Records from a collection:
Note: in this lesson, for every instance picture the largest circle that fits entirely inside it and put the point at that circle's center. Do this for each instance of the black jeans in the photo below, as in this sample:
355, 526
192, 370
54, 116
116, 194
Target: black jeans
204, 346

WRITTEN INSTRUCTION | Retype all of the data shown above, word for word.

TASK OUTPUT |
Note: in this lesson, for every instance picture the largest circle that fits entirely inside it and put the point at that circle's center. Do this for each instance of the black jeans in the photo below, as in this sample:
355, 526
192, 370
54, 116
116, 194
Target: black jeans
204, 346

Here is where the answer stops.